-- Records contained in a dataset --
----------------------------------------

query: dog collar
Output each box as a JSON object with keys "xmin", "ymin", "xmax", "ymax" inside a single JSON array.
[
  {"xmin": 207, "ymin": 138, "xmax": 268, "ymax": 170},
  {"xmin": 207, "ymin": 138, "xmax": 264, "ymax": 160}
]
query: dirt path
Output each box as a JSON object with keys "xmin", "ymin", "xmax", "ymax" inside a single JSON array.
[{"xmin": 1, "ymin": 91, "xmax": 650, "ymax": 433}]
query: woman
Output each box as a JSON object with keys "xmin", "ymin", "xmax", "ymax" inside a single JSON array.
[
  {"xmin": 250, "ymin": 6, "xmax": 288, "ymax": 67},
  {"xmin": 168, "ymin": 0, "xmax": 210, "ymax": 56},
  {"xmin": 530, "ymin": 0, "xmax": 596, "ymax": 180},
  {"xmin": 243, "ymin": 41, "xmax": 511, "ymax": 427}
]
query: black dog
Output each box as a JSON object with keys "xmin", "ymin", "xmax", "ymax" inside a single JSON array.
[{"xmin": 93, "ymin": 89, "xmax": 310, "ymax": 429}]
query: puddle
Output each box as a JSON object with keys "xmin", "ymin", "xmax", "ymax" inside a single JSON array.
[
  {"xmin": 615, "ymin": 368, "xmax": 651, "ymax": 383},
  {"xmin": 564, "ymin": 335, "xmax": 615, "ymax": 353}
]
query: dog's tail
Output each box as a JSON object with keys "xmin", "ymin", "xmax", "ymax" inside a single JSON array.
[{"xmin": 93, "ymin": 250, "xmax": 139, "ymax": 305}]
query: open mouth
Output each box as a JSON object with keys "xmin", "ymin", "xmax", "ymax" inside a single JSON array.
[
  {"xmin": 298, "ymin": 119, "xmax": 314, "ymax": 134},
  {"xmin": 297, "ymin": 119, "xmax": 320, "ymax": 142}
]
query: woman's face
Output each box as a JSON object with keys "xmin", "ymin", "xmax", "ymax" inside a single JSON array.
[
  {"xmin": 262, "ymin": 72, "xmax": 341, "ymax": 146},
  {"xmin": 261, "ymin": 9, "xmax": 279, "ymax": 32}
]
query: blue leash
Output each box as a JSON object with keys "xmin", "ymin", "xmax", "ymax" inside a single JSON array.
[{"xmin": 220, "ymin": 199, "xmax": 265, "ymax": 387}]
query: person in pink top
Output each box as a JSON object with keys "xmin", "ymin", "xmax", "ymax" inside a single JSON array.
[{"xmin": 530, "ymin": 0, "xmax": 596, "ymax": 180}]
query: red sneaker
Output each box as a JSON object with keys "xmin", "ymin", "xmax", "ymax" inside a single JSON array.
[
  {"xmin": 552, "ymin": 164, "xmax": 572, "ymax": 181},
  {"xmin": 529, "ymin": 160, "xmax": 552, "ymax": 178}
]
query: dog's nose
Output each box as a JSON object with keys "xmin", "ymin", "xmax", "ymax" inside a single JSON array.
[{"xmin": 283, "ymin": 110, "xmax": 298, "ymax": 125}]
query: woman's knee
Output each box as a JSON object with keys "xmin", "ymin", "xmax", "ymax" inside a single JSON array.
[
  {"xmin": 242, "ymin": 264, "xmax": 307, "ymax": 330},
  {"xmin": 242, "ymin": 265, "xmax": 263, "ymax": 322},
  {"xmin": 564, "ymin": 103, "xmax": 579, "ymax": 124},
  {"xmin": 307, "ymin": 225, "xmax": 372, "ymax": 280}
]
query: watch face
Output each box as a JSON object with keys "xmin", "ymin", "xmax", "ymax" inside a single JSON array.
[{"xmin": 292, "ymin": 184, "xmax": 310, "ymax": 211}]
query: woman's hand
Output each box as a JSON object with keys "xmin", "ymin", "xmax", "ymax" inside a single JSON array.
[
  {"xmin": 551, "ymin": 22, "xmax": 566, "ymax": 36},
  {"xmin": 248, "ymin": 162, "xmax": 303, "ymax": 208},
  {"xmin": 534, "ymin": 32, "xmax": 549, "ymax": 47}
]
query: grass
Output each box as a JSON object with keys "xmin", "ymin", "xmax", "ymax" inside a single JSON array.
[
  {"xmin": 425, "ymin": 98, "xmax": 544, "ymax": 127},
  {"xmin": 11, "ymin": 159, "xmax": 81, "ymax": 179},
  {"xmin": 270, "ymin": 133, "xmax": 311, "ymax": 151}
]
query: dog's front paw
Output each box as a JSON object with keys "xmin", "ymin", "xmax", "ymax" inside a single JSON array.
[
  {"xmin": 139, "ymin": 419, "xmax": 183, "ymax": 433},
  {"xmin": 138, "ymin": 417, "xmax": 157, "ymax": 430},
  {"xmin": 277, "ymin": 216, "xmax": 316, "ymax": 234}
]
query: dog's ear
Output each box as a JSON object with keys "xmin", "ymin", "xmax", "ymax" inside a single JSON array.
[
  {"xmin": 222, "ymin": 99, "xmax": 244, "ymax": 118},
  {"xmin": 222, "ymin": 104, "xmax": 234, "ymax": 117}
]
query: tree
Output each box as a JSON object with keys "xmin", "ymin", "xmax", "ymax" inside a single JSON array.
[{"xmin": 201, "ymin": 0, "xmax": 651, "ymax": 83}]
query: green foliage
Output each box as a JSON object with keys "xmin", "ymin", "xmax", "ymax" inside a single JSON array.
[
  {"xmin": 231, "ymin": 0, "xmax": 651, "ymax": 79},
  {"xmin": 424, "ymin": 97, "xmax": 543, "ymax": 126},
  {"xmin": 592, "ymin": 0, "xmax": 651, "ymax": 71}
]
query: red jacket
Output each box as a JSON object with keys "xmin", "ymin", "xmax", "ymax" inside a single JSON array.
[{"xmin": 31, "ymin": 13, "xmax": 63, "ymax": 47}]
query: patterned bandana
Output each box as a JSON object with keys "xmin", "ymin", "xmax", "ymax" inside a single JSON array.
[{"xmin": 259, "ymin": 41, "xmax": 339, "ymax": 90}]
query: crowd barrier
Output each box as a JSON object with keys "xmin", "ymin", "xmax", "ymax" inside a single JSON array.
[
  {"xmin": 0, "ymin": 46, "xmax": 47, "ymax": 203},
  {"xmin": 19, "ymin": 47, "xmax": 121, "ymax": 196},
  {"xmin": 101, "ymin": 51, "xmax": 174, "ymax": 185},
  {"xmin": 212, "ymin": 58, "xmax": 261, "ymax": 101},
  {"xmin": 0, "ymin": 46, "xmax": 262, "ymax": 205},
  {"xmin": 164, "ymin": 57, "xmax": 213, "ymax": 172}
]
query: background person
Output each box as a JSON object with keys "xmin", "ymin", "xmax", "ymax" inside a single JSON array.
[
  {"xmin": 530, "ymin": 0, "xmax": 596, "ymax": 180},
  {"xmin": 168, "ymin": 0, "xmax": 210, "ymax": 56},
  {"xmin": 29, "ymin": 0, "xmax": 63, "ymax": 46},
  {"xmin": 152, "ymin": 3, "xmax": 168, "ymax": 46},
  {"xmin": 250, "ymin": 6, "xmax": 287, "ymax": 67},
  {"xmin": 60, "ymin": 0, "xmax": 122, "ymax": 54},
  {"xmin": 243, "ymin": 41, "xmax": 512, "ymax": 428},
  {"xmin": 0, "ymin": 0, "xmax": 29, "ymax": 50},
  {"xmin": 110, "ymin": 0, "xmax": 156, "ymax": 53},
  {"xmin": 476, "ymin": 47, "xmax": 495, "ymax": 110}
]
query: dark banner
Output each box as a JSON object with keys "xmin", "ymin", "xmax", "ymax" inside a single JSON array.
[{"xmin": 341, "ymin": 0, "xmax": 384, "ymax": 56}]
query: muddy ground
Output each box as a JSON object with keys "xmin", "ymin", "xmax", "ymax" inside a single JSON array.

----------------------------------------

-- YOUR OBJECTIVE --
Quote exactly the stretch of lines above that starts at the first one and ends at the line with "query: dog's tail", and nothing beyond it.

-- RESPONSE FOR THIS EXERCISE --
query: dog collar
Output each box as a JSON object with keys "xmin", "ymin", "xmax", "ymax" inside a single JSON array.
[
  {"xmin": 207, "ymin": 138, "xmax": 268, "ymax": 170},
  {"xmin": 207, "ymin": 138, "xmax": 264, "ymax": 160}
]
query: dirt path
Output each box as a JSON object with keys "xmin", "ymin", "xmax", "ymax" inside a single JSON array.
[{"xmin": 1, "ymin": 91, "xmax": 650, "ymax": 433}]
query: woman
Output each box as a JSON object with keys "xmin", "ymin", "xmax", "ymax" inside a single JSON array.
[
  {"xmin": 250, "ymin": 6, "xmax": 288, "ymax": 67},
  {"xmin": 168, "ymin": 0, "xmax": 210, "ymax": 56},
  {"xmin": 530, "ymin": 0, "xmax": 596, "ymax": 180},
  {"xmin": 243, "ymin": 41, "xmax": 511, "ymax": 427}
]
query: black dog
Output each box as a JSON object with keys "xmin", "ymin", "xmax", "ymax" inside a single JSON array.
[{"xmin": 93, "ymin": 89, "xmax": 310, "ymax": 429}]
query: puddle
Output each box as a JSON object with keys "xmin", "ymin", "xmax", "ymax" inside a single JSON array.
[
  {"xmin": 615, "ymin": 368, "xmax": 651, "ymax": 383},
  {"xmin": 564, "ymin": 335, "xmax": 615, "ymax": 353}
]
query: dog's tail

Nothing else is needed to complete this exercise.